> [READING TEXT]:
Accepting there’s nothing I can do to change a bad situation frustrates me to no end. I usually try to hammer away at every possible option, analyzing the situation to death.
But not every situation has a remedy; sometimes crappy things happen and we just have to deal with the curveballs life throws at us.
As I work on my anxiety issues and overcoming perfectionist tendencies, I’m learning how to deal better with stress, and a big part of that is trying to remember not to “catastrophize” things big or small when problem-solving.
Today’s example has nothing to do directly with disordered eating; it has to do with work. But it’s relevant to my blog messaging so … away we go!
Though I’m the PR manager at a digital advertising agency and the agency is my “client,” if you will, I also play the role of account executive to a local non-profit client that is near and dear to our agency’s heart.
And since we’re purely an interactive agency, we don’t do print work for our clients anymore … except for this one pro-bono client.
That said, we’re introducing a new, year-long campaign this summer, and we were going to start it in the form of a newspaper insert that would be sent to 62,000 homes in the region and cost several thousand dollars out of the non-profit’s (minimal) budget and uploaded to the non-profit’s Web site.
The creative was beautiful, the copy compelling … The client loved it, my boss loved it. We were super-excited to see it come to fruition.
Then first-thing at work yesterday I found out that the newspaper used an OLD file that had a bunch of typos on it, instead of the NEW file my colleague sent the paper last week!
The paper’s rep had assured my colleague they’d destroy the old one (not just replace the file) and clearly, they didn’t. They also tried to shift the blame to us, which sucked even more, as we knew we’d done nothing wrong.
Upon hearing this, my stomach fell to the floor.
1) I’d have to tell my boss what happened, and even though it wasn’t directly my fault, I am the account executive for this client and she sits on the board of said client … so I’d need to accept being the fall gal.
2) I knew the marketing director of the non-profit would be pissed and devastated, as this was the first time anyone would see the new campaign but also because he’d have to take the heat from everyone under the sun who would call him pointing out errors, which made our work look amateurish at best and lazy at worst.

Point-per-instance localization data
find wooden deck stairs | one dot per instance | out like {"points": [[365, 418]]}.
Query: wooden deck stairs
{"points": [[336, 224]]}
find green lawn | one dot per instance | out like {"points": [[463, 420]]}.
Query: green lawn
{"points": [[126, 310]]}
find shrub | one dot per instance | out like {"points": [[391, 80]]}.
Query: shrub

---

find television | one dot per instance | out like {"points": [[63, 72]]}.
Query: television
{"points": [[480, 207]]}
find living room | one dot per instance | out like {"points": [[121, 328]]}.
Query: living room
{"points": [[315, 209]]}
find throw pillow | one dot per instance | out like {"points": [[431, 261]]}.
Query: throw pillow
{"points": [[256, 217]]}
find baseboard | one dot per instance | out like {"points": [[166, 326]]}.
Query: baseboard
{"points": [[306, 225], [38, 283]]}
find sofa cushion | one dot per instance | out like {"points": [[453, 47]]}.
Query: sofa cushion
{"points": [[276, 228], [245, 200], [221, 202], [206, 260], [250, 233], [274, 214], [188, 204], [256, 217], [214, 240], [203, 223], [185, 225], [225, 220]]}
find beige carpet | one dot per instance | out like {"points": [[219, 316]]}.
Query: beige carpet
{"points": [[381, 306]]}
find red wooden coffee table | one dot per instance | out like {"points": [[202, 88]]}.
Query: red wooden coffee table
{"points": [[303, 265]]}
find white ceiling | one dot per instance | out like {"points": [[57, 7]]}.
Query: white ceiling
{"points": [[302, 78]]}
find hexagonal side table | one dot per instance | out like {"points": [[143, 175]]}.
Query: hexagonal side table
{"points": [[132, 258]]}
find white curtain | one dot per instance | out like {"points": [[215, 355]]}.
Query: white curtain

> [TASK]:
Write out the blog post word for word, from "The creative was" to "paper last week!".

> [RESULT OF THE TASK]:
The creative was beautiful, the copy compelling … The client loved it, my boss loved it. We were super-excited to see it come to fruition.
Then first-thing at work yesterday I found out that the newspaper used an OLD file that had a bunch of typos on it, instead of the NEW file my colleague sent the paper last week!